Turn the records below into a numbered list with one line per item, and leave out any blank lines.
* Begin SUPPLIED DATA *
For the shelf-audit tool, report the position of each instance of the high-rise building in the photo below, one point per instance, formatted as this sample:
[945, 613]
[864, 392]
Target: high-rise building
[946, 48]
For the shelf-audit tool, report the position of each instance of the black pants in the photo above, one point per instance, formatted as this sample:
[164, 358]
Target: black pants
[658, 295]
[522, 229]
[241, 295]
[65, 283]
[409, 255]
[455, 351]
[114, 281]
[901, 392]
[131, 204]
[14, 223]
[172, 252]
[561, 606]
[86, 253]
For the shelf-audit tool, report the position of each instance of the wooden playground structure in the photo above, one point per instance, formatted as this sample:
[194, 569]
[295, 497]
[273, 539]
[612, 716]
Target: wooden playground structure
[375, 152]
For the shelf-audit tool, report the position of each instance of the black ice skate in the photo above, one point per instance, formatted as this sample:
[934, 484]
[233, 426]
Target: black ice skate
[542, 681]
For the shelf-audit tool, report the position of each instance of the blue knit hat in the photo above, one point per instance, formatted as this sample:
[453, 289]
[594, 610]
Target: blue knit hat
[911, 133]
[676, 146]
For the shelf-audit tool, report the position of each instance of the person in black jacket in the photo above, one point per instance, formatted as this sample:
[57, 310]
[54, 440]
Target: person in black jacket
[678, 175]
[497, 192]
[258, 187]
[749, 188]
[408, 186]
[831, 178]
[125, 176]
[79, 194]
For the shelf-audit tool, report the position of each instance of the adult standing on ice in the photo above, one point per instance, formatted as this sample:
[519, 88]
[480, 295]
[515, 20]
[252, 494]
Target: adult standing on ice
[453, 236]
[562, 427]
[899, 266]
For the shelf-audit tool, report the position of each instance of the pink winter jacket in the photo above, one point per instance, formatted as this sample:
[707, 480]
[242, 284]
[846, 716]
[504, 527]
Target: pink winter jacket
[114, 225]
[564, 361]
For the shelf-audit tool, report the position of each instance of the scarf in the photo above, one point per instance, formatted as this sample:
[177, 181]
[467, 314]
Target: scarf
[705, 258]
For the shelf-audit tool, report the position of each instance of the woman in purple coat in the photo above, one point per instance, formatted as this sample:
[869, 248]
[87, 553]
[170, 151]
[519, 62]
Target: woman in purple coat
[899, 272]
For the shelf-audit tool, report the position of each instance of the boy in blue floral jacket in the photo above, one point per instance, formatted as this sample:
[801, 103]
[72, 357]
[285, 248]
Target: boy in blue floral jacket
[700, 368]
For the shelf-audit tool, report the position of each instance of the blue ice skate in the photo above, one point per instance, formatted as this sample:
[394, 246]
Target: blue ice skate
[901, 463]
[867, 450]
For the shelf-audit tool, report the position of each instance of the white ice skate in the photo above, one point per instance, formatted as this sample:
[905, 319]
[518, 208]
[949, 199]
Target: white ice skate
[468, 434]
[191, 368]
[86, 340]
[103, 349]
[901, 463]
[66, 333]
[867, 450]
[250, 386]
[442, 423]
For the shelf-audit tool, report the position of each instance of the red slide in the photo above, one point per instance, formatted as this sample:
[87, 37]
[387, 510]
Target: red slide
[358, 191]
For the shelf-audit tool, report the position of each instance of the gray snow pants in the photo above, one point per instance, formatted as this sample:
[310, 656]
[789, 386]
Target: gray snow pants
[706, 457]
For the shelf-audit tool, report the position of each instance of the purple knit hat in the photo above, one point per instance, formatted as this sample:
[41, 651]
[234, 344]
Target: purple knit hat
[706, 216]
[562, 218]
* End SUPPLIED DATA *
**THE RESPONSE**:
1. For the shelf-audit tool, report the position of each instance of the high-rise building in the photo below, one point per instance, formatted as this sample:
2. [945, 613]
3. [864, 392]
4. Target: high-rise building
5. [946, 48]
6. For the shelf-audit tool, report the position of each instance of the black pants in the photo above, one point per instance, formatted as this sample:
7. [164, 358]
8. Target: black pants
9. [658, 295]
10. [522, 229]
11. [241, 295]
12. [65, 283]
13. [409, 255]
14. [455, 351]
15. [114, 281]
16. [901, 392]
17. [131, 204]
18. [14, 223]
19. [172, 252]
20. [561, 606]
21. [86, 253]
22. For the shelf-audit tool, report the position of each instance of the wooden playground structure in the photo above, one point per instance, formatted as this sample:
23. [194, 569]
24. [295, 497]
25. [273, 539]
26. [612, 716]
27. Target: wooden playground structure
28. [375, 152]
29. For the shelf-audit tool, report the position of each instance of the black ice skate in the photo above, one point per instance, formatted as this sample:
30. [934, 484]
31. [233, 426]
32. Target: black ice skate
33. [542, 681]
34. For the shelf-audit tool, report the position of each instance of the blue knit hat in the photo above, one point per instance, formatted as this sample:
35. [453, 289]
36. [594, 610]
37. Target: blue knit hat
38. [911, 133]
39. [676, 146]
40. For the shelf-audit tool, report the position of each instance of the person in black jacket in the photo above, one point per instance, formatted as this sample:
41. [57, 310]
42. [54, 440]
43. Target: person in black jacket
44. [678, 175]
45. [497, 192]
46. [258, 187]
47. [749, 188]
48. [408, 186]
49. [831, 178]
50. [125, 176]
51. [79, 194]
52. For the shelf-audit tool, report the position of each instance of the adult standing on ice in the photo above, one point per instance, formatted as this sample:
53. [519, 88]
54. [480, 295]
55. [515, 20]
56. [252, 494]
57. Target: adult standing on ice
58. [453, 236]
59. [562, 427]
60. [899, 266]
61. For the shelf-audit tool, report the position of each instance of the pink winter jacket in the photo above, one point per instance, formatted as this sample:
62. [707, 480]
63. [242, 284]
64. [846, 716]
65. [504, 527]
66. Target: pink winter jacket
67. [114, 225]
68. [564, 361]
69. For the shelf-audit tool, report the position of each instance of the scarf in the photo above, one point per instance, formatted as this sample:
70. [177, 181]
71. [467, 314]
72. Target: scarf
73. [705, 258]
74. For the shelf-audit tool, report the position of each instance of the woman in purple coat in the photo above, one point per instance, formatted as this sample:
75. [869, 248]
76. [87, 553]
77. [170, 151]
78. [519, 62]
79. Target: woman in purple coat
80. [899, 272]
81. For the shelf-audit tool, report the position of each instance of the boy in blue floral jacket in the photo above, one point per instance, formatted as this sample:
82. [801, 103]
83. [72, 357]
84. [285, 248]
85. Target: boy in blue floral jacket
86. [700, 368]
87. For the shelf-audit tool, report the position of each instance of the blue ice skate in the photo above, one point per instance, formatted as this sample:
88. [394, 246]
89. Target: blue ice skate
90. [901, 463]
91. [867, 450]
92. For the shelf-audit tool, report the position of each instance of the white ice skate in the photo above, one point per instance, formatted as this sample:
93. [905, 319]
94. [518, 208]
95. [949, 199]
96. Target: white ice skate
97. [468, 434]
98. [191, 368]
99. [86, 340]
100. [103, 349]
101. [901, 463]
102. [66, 333]
103. [867, 450]
104. [250, 386]
105. [442, 423]
106. For the shelf-audit tool, report the position of each instance of the red slide in the photo above, one point per instance, formatted as this sample:
107. [87, 37]
108. [387, 510]
109. Target: red slide
110. [358, 191]
111. For the shelf-audit tool, report the position of each instance of the gray snow pants in the photo above, one point per instance, formatted as this sample:
112. [310, 656]
113. [789, 386]
114. Target: gray snow pants
115. [706, 457]
116. For the shelf-audit tool, report the position of each instance of the purple knit hat in the photo above, one point per instance, formatted as this sample:
117. [41, 651]
118. [234, 344]
119. Target: purple knit hat
120. [706, 216]
121. [562, 218]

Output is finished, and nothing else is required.